RECORDED DATA:
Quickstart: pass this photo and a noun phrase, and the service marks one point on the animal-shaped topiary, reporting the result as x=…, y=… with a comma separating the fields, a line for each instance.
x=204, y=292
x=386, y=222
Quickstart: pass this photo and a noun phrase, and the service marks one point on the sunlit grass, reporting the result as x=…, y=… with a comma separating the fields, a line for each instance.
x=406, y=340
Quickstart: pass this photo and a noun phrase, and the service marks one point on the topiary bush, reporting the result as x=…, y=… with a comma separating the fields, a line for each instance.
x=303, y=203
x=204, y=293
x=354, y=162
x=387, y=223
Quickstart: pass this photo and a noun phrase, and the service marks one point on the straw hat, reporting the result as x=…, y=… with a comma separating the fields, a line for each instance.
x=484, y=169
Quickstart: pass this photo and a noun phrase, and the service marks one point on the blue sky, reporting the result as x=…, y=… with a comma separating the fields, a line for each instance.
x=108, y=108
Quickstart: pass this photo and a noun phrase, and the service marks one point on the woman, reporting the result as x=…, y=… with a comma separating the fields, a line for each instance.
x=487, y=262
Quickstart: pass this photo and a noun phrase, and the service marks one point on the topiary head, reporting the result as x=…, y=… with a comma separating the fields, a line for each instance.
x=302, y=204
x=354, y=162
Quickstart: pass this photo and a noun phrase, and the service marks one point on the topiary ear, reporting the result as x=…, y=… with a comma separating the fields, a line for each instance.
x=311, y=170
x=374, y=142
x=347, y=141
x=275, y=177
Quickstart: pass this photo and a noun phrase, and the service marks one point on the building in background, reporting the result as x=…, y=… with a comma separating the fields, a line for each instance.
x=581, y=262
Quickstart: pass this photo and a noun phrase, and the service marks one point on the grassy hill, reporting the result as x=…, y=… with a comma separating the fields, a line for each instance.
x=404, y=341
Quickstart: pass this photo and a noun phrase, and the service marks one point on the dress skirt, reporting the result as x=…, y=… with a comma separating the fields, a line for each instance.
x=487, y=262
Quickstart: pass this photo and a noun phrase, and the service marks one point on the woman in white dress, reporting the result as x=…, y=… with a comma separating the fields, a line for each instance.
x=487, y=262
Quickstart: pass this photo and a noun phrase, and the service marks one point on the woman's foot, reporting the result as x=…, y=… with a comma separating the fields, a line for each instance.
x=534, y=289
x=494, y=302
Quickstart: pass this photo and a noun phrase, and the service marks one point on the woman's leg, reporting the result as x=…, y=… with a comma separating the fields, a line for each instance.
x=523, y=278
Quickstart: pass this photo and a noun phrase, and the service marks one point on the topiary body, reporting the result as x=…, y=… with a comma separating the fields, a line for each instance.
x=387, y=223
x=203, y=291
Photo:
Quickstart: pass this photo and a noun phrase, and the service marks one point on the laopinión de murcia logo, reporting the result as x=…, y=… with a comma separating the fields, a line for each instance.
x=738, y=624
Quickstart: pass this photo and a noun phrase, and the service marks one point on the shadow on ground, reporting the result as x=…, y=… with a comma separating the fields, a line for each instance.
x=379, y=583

INSTRUCTIONS FOR THE TASK:
Can you write out the listing above again, switching every "noun phrase" to "short description" and leaving all else unchanged?

ANSWER TO THIS EXERCISE:
Quickstart: pass this photo and a short description, and the service marks one point on the animal-shaped topiary, reporting the result as x=…, y=… with a comma separating the fields, a line for each instance.
x=204, y=292
x=386, y=222
Quickstart: pass this photo and a short description, and the service marks one point on the sunlit grass, reporting the result as x=…, y=… with a comma separating the fields, a line for each instance.
x=406, y=340
Quickstart: pass this photo and a short description, and the service marks one point on the topiary bush, reporting the result as x=…, y=… with a comma separating the fields, a line for each instance.
x=303, y=203
x=204, y=293
x=354, y=162
x=387, y=223
Quickstart: pass this photo and a short description, and the service marks one point on the straw hat, reporting the result as x=…, y=… with a comma separating the fields, a line for each instance.
x=484, y=169
Quickstart: pass this photo and a short description, and the service marks one point on the blue sky, reporting the result as x=…, y=… with a comma separating the fields, a line for each instance.
x=108, y=108
Quickstart: pass this photo and a short description, and the service marks one point on the woman, reporting the result as x=…, y=… with a comma separating the fields, a line for each instance.
x=487, y=262
Quickstart: pass this photo and a short description, and the service marks one point on the topiary head, reporting the result as x=…, y=… with a comma separating the fields, a line for each instance.
x=302, y=204
x=354, y=162
Quickstart: pass this photo and a short description, and the service marks one point on the topiary ear, reporting the result as x=…, y=… with a comma separating the fields, a line for each instance.
x=311, y=170
x=374, y=142
x=347, y=141
x=275, y=177
Quickstart: pass this photo and a short description, and the service marks one point on the building in background, reporting the result as x=…, y=… with a comma separating the fields, a line for each instance.
x=581, y=262
Quickstart: pass this photo and a short description, and the service marks one point on the grassy hill, reporting the result as x=…, y=… with a comma separating the fields, a line for each instance.
x=404, y=341
Quickstart: pass this photo and a short description, and the service marks one point on the dress skirt, reporting the result as x=…, y=… with a comma separating the fields, a line for each instance.
x=487, y=262
Quickstart: pass this photo and a short description, and the service marks one point on the woman in white dress, reporting the result as x=…, y=… with a comma separating the fields, a line for each instance.
x=487, y=262
Quickstart: pass this photo and a short description, and the service marks one point on the woman's foot, reporting the result as x=…, y=… with a comma separating the fields, a line for each instance.
x=534, y=289
x=494, y=302
Quickstart: pass this photo and a short description, and the service marks one point on the woman's leg, reporting the result as x=…, y=… with a comma separating the fields, a line for each instance.
x=523, y=278
Quickstart: pass this photo and a short description, and the service marks one point on the topiary body, reporting the result as x=…, y=… with a comma separating the fields, a line for each instance.
x=387, y=223
x=203, y=291
Photo:
Quickstart: pass this photo and a short description, and the service marks one point on the laopinión de murcia logo, reporting the result as x=…, y=… with a comma separating the fields, a line for each instance.
x=738, y=624
Quickstart: pass this photo and a short description, and the service marks one point on the shadow on ground, reporting the result as x=…, y=… with a comma separating the fields, a line for each instance.
x=379, y=583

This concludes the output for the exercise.